When you reach the line containing "Q. Point to the eyebrow;" in the data below, reproduce it and every line that follows, exactly and without additions.

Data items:
────
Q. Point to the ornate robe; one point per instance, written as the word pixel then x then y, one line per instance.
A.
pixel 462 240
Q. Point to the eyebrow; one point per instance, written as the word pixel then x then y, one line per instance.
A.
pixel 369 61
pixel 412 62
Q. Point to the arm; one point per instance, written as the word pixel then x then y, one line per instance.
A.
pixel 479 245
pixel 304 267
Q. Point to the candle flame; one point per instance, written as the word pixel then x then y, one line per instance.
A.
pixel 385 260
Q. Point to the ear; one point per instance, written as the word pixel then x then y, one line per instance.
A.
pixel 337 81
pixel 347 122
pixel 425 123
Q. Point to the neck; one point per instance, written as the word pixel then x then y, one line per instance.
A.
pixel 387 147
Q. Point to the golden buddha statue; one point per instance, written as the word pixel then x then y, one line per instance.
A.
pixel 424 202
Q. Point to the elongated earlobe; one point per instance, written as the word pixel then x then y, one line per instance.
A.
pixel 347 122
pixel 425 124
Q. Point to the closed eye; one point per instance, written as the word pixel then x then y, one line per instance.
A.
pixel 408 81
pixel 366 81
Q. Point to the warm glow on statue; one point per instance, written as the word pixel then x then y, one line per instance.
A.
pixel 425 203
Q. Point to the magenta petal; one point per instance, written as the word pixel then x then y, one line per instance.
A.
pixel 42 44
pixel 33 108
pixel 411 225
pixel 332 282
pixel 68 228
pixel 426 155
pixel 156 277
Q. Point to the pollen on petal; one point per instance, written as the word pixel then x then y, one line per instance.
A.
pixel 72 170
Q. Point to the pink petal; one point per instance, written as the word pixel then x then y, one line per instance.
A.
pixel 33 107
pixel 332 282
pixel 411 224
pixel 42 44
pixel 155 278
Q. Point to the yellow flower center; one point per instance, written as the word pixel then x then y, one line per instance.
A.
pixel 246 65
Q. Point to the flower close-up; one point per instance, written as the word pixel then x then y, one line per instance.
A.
────
• [PROBLEM SOLUTION]:
Q. Point to the eyebrow; one point per instance, written as the word pixel then x then y, one line per instance.
A.
pixel 369 61
pixel 412 62
Q. Point to the arm; one point per instance, written as the word pixel then x then y, one line per instance.
A.
pixel 479 245
pixel 304 267
Q. Point to the candle flame; one point per instance, written as the word pixel then x then y, one line per instance.
A.
pixel 385 260
Q. Point to the ear; one point per instance, written as the word pixel then x then y, one line per instance.
A.
pixel 337 81
pixel 347 122
pixel 425 123
Q. Point to the neck; one point per instance, written as the word pixel then x then y, one line per instance.
A.
pixel 387 147
Q. Point to the golden buddha statue; one point per instance, written as the word pixel then x then y, one line per instance.
A.
pixel 424 202
Q. Point to the elongated earlobe; one point per instance, written as the word pixel then x then y, one line per instance.
A.
pixel 347 122
pixel 425 124
Q. Point to the closed eye; one point per instance, written as the word pixel then x then y, one line per instance.
A.
pixel 408 81
pixel 366 81
Q. Point to the warm glow on statue; one point per instance, written as the word pixel then x then y, one line per instance.
A.
pixel 425 203
Q. Point to the magenta petal; one point per instance, written as the word pixel then x then y, one line per instance.
A.
pixel 42 44
pixel 33 108
pixel 411 225
pixel 332 282
pixel 68 228
pixel 426 155
pixel 156 277
Q. Point to the pollen on petal; one point per instance, written as the word pixel then x then y, one line per instance.
A.
pixel 72 170
Q. Point to the pink petal; one point per instance, written as the word pixel then x then y, one line per instance.
A.
pixel 33 107
pixel 332 282
pixel 411 224
pixel 42 44
pixel 155 278
Q. Point to the yellow flower center; one point per instance, written as the word pixel then x then y, one line per instance.
A.
pixel 246 65
Q. Point to the flower close-up; one point per instance, written as the word pixel then x then y, one line per instance.
A.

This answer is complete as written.